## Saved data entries
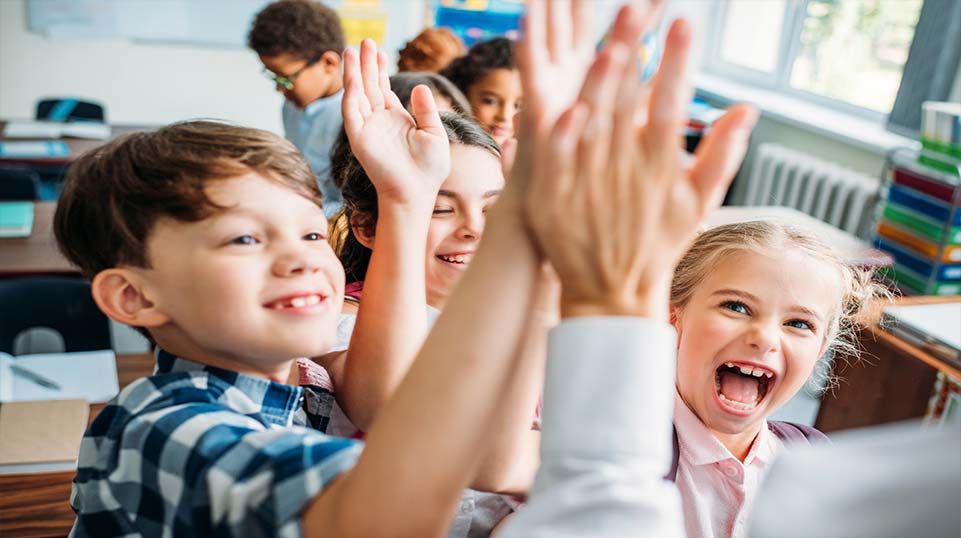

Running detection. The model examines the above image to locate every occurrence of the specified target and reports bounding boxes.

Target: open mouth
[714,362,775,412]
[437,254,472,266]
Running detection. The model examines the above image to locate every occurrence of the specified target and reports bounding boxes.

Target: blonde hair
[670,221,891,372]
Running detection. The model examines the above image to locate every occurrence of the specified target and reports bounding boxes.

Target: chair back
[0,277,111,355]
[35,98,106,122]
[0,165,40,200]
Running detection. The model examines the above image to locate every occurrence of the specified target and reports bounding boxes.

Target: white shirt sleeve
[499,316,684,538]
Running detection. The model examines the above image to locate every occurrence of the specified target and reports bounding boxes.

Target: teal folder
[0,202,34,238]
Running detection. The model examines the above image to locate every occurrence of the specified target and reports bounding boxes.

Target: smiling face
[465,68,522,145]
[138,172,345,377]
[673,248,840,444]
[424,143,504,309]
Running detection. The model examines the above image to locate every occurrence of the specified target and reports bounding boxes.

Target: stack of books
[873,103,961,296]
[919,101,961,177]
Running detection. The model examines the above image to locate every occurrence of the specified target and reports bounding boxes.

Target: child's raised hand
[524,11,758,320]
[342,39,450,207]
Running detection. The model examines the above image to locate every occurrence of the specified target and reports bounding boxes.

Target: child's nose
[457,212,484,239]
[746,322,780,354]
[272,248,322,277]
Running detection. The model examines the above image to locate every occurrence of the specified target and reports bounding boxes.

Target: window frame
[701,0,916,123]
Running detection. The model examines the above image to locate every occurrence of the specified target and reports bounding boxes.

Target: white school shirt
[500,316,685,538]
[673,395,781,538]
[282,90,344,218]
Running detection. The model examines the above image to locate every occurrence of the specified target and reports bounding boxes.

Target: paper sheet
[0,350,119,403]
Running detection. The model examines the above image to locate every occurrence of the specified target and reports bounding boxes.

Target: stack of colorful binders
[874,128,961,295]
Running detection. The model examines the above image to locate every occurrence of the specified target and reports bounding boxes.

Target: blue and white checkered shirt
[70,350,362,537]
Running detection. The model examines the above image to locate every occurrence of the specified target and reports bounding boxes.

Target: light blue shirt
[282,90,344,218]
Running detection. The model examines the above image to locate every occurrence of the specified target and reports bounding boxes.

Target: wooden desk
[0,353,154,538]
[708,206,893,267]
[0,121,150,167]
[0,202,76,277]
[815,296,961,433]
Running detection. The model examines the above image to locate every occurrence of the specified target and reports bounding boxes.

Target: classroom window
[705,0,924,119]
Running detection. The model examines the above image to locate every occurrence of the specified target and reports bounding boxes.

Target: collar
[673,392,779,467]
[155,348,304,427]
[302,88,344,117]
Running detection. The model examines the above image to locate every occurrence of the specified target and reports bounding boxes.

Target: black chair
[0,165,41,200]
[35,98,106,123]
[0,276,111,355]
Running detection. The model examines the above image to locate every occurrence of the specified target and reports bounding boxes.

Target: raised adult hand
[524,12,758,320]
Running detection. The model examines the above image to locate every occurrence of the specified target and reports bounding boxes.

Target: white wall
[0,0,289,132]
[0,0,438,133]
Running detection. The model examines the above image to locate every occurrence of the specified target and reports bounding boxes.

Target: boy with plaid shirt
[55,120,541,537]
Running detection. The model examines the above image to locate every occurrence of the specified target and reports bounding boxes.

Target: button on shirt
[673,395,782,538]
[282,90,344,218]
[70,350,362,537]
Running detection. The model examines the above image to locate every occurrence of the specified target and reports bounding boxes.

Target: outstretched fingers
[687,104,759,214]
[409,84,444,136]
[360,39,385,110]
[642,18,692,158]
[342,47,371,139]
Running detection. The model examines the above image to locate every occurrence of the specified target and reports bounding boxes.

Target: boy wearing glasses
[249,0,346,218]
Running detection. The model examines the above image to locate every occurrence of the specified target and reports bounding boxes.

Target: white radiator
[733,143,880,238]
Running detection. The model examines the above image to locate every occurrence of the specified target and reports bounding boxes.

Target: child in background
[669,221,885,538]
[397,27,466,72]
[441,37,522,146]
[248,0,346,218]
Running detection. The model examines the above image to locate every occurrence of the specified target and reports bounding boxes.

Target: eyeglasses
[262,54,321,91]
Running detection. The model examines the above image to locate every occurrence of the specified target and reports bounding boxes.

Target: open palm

## Work request
Copy out the lines above unchanged. Skip the images.

## Answer for this exercise
Running detection. The model examines the above image to locate every occurrence of the specified target and reports bounding boxes.

Target: open mouth
[714,362,775,412]
[437,254,472,266]
Running detection. The model examines the above image to locate every occurrence of the specified target and reports bounding boxes.

Target: blonde hair
[670,221,891,372]
Running detection. The model examines the above image to locate every occurrence of the specified target and reports bounding boxes.

Target: chair back
[0,277,111,355]
[35,98,106,122]
[0,165,40,200]
Running detection. The model examines the above image to locate every occurrence of the specified target and reports bounding boxes.

Target: white shirt sleeve
[499,316,684,538]
Running detection. The model examines the above image to locate every occurrence of the specified target and reports bounding boxes.

Target: teal folder
[0,202,34,238]
Running detection. The model examines the above image to locate every occurrence of the specified target and reports bounding boxes.

Target: smiling face
[465,68,522,145]
[138,172,345,377]
[673,248,840,444]
[424,143,504,309]
Running detection. The model examines the above image to locate every occurrence of the specified target and reports bounding boxes.

Target: stack of books
[873,103,961,296]
[919,101,961,177]
Running detection. The model examines the above image to locate every occurrence of the specified target and reports bounding boxes.

Target: child's raised hand
[524,11,758,320]
[342,39,450,207]
Running detection. The model examines the above image to locate every occurrence of the specified target and reports bounding boxes.

Target: child's nose
[457,212,484,239]
[746,322,780,354]
[272,248,322,277]
Running detection. The model examines the above image to locate every occurrence of the specified target and reports bounding boxes.

Target: window frame
[701,0,916,123]
Running detection. The model examines the above image to locate every occurrence of the specified target and reports bounding boxes.

Target: white school shirt
[500,316,685,538]
[673,395,781,538]
[282,90,344,218]
Running detection. The model examines the above image to locate every occurrence of the specified target and reports bounding boxes.

Target: paper sheet
[0,350,119,403]
Running detection. The model examines the above image to locate every occurrence of the specified target and reports bounding boxes.

Target: stack of colorful binders
[874,128,961,295]
Running detection. The model examines the above image to locate every occurrence of the specified target and reports bounding boxes.

Target: blue and white checkered shirt
[70,350,362,537]
Running detection. The model examines the above image to locate every occurrence of the specified target and reports bounding boxes.

Target: light blue shirt
[282,90,344,218]
Running detection. The model examines the above image to locate every occurrence of the specified target and reports bounding boxes.

Target: wooden desk
[0,353,154,538]
[708,206,893,267]
[0,121,150,167]
[0,202,76,277]
[815,296,961,433]
Running detection. The model examines the above image to locate every occurrence of the specified target and reports bounding boxes.

Target: classroom window
[705,0,924,119]
Running detection. The model examines the above image to locate every occurrence of the specified target and reports bounding boxes.

Target: collar
[673,392,779,467]
[155,348,304,427]
[302,88,344,117]
Running detection. The model examines the above image to locate every occurrence of the specified target and reports bounding boxes.

Target: black chair
[0,165,41,200]
[35,98,106,123]
[0,276,111,355]
Running detection. The model examines the above image to locate every occurrence of the specified target and reports bounding boxes.

Target: raised adult hand
[524,12,758,320]
Running detection. The model examines the above image to locate every occurrence of the specified target and reports bounding boxes.

Target: white wall
[0,0,289,132]
[0,0,438,133]
Running detection. The model examines the above image to locate every occurrence of the specified target and reports bounding boxes.

Target: boy with plaid shirt
[55,120,541,537]
Running detection. The model examines the above image to locate every occurrence of the specified target and reports bounding boxes.

Target: button on shirt
[673,395,782,538]
[282,90,344,218]
[70,350,362,537]
Running detection. The model examines the above image to locate every occurrence of the specified target and reports bounding boxes.

Target: outstretched fingers
[687,104,759,214]
[409,84,444,136]
[360,39,385,110]
[642,18,692,158]
[342,47,371,139]
Running detection. The model examines the above image to locate every occurrence of the specified target and reports bounding boxes.

Target: boy wearing glasses
[249,0,346,218]
Running detection. The model examines the above image to locate every occurrence of the specified target and reports bounding boxes.

Target: white radiator
[733,143,880,238]
Running detection. The model examines the above image to locate every occurrence of the specified target and reports bounding boxes.

Target: child in background
[669,221,885,538]
[397,27,466,72]
[441,37,522,146]
[248,0,346,218]
Running detection. The model examines the above image to locate every occurrence of the specified target and reports bounding boxes.

Target: eyeglasses
[262,54,321,91]
Running detection. The model examines the above image to locate every occurrence of the specified target and reports bounding boxes.

Target: open palm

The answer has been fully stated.